─── Document extract

African Politics

Catalog Search > Humanities & Social Sciences > 46.215

Note: This course is not available for the current semester.

Course No: 46.215; Last Offered: No Data;

Course Description

The images of Africa most commonly seen in the US flood our minds with inconsistent messages. Africa is portrayed and discussed as a locus of ancient tribal conflicts, disease, famine, and suffering. While struggles do occur - just as they do in all places - understanding the diverse experiences of the peoples of Africa requires engagement with the cultures, politics, religions, and perspectives of people in more than fifty countries across a vast continent. While such engagement can hardly be accomplished in a semester, we will attempt to scratch at the surface in different ways that reveal ideas, experiences, and thoughts that reflect political life and culture in Africa south of the Sahara in a more reflective manner. Throughout this course, I challenge you to remember that politics as we usually conceive them - the policies, programs, and posturing of government and public organizations - are a backdrop to the way real people live their lives every day. Policies and political systems are less important for the fact that they exist than for the ways in which they affect the lives of those they govern. With this approach, I hope we will be able to pick apart government structures, political organizations, and policy issues in ways that will shed light on the construction and culture of African politics. This requires a focus on power - who has it, how they use it, and to what ends.

──────
─── Excerpted records

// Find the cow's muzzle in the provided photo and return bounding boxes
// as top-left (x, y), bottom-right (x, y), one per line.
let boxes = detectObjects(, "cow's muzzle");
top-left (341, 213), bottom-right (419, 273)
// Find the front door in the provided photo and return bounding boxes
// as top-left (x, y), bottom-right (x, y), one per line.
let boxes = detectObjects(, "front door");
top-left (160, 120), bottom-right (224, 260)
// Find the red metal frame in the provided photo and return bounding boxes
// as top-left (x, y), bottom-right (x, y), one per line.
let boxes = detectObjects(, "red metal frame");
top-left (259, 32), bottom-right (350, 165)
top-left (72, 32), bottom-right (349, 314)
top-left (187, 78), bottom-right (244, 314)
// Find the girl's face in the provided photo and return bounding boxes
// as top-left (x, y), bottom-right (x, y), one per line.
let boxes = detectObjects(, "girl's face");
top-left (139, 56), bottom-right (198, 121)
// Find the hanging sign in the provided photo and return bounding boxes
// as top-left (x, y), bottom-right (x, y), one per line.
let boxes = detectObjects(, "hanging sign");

──────
─── Excerpted records

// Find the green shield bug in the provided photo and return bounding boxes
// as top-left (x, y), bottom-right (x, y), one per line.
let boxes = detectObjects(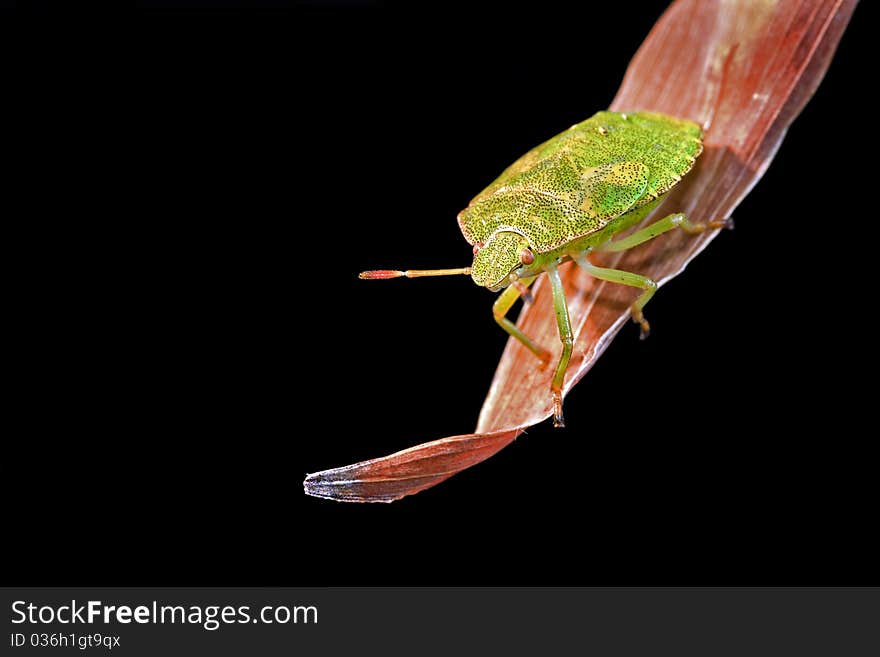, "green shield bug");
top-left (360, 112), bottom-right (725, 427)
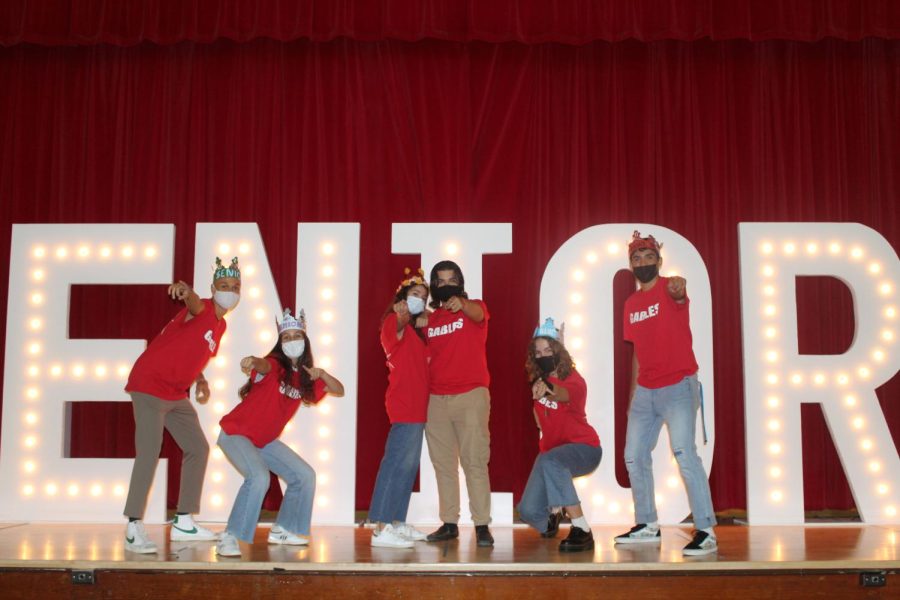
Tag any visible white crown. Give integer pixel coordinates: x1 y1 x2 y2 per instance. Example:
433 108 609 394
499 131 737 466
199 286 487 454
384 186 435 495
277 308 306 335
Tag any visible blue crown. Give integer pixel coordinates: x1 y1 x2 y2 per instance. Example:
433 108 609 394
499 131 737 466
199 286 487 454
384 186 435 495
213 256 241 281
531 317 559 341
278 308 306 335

──────

• [What you are asked to do] The course description at the top says Africa is portrayed and discussed as a locus of several things. List all of them.

• [Response to this exercise] Ancient tribal conflicts, disease, famine, and suffering.